**** Passage provided

This month, TheBurg teamed up with Stephen Cline of Urban 3D Modeling to help readers visualize the resident-commuter relationship in the form of an interactive map. Using data from OnTheMap, a U.S. Census Bureau program, Cline divided the city into nine neighborhoods and linked the number of jobs in each to the locations from which workers commute each day to reach them.

When you click on a neighborhood, you’ll see the total number of jobs, along with the distribution of city residents who hold them (in purple) and commuters (in yellow). Each circle on the map corresponds to an individual census block, the smallest unit available in the census data. Each circle’s size is proportionate to the number of workers who live on a given block and work in the selected neighborhood.

OnTheMap combines state employment data with demographic information collected by the federal government. It’s not a perfect representation of actual employment numbers and commuting distances. The source records cover about 95 percent of private sector jobs, plus most civilian federal jobs, but they exclude members of the military, U.S. postal workers and the self-employed. The program also uses “synthetic” data methods to keep workplace and residential information confidential. According to the Census Bureau, the OnTheMap data are “statistically analogous to actual worker counts and locations but not exact.”

For the interactive map, Cline grouped the jobs into nine city neighborhoods, based roughly on the zoning code and generally accepted geographic boundaries. Four of these neighborhoods—Uptown, Midtown, South Harrisburg and Allison Hill/Harrisburg East—are primarily residential, with an assortment of employers sprinkled among their living places. Employers in these areas include the businesses along 3rd and Maclay Streets in Midtown; the PinnacleHealth Polyclinic Campus and the Pennsylvania State System of Higher Education Uptown; Pennsy Supply and Paxton Street’s strip malls and auto dealers in South Harrisburg; and the Derry Street commercial corridor and the public schools in Allison Hill.

********
**** Record excerpts

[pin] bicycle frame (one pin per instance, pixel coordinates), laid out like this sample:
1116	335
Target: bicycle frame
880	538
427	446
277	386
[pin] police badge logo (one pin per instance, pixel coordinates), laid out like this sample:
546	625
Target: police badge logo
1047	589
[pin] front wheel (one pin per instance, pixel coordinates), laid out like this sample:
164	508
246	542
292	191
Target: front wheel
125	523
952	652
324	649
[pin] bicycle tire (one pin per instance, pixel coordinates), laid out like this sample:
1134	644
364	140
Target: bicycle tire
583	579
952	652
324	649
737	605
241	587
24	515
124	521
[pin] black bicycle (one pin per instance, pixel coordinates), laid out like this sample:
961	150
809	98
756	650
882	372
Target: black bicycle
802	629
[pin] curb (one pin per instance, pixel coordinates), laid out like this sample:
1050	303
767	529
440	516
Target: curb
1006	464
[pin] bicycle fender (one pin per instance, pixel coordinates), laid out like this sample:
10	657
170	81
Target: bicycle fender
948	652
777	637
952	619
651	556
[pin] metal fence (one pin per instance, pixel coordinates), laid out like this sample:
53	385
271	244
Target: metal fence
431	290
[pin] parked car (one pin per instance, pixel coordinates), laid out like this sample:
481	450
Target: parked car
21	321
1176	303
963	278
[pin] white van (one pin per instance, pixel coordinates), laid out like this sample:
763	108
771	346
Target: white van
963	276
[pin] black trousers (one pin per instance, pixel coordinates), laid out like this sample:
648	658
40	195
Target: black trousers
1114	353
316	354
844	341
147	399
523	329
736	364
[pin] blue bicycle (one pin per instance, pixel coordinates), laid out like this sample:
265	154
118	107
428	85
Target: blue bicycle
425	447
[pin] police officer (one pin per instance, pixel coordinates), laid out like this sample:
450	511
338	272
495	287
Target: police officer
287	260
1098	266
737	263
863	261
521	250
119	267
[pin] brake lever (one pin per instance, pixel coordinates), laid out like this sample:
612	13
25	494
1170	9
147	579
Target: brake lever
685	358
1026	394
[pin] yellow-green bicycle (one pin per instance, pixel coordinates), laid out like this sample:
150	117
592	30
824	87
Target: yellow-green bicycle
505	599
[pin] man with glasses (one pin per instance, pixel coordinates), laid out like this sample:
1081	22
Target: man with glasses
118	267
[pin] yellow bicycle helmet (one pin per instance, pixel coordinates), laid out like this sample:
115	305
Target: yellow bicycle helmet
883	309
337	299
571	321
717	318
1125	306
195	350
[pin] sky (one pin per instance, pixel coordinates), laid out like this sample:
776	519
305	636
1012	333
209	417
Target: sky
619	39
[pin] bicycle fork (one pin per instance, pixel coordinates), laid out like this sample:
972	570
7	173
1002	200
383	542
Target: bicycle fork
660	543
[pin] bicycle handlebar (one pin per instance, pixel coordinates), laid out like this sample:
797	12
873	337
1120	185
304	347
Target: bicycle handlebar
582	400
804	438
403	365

********

Work to complete: Please carry the article about Harrisburg's jobs-and-commuters map forward from its final sentence.

The answer:
Most of the jobs, however, are in the areas we labeled as Downtown, the Capitol Complex and the Industrial Corridor. Our Industrial Corridor is the primarily non-residential district straddling Cameron Street between the Harrisburg Area Community College campus to the north and the Amtrak station to the south. It encompasses a range of employers including Capital Area Transit, HACC, Goodwill, Dayton Parts, K&D Factory Service and Consolidated Scrap Resources. The Capitol Complex captures the almost exclusively public administration jobs of the statehouse and state agencies, while Downtown adds lobbying, banking, and law and advertising firms, along with a high concentration of food and entertainment jobs, to the tally of additional state workers.

For some, the map and the census data may simply give statistical confirmation of something already observed while living or working here. (I’m thinking, for example, of the long lines of cars on 2nd and Forster each weekday between 4 and 5 p.m., waiting to cross over one of the bridges out of town.) But there may also be some surprises. It’s interesting to see the numbers of people who travel long distances to the city for work. I was also surprised to see that, in 2014, some 15,000 Harrisburg residents are estimated to have commuted to a job outside the city (a fact not reflected in the graphic, but available from the OnTheMap tool).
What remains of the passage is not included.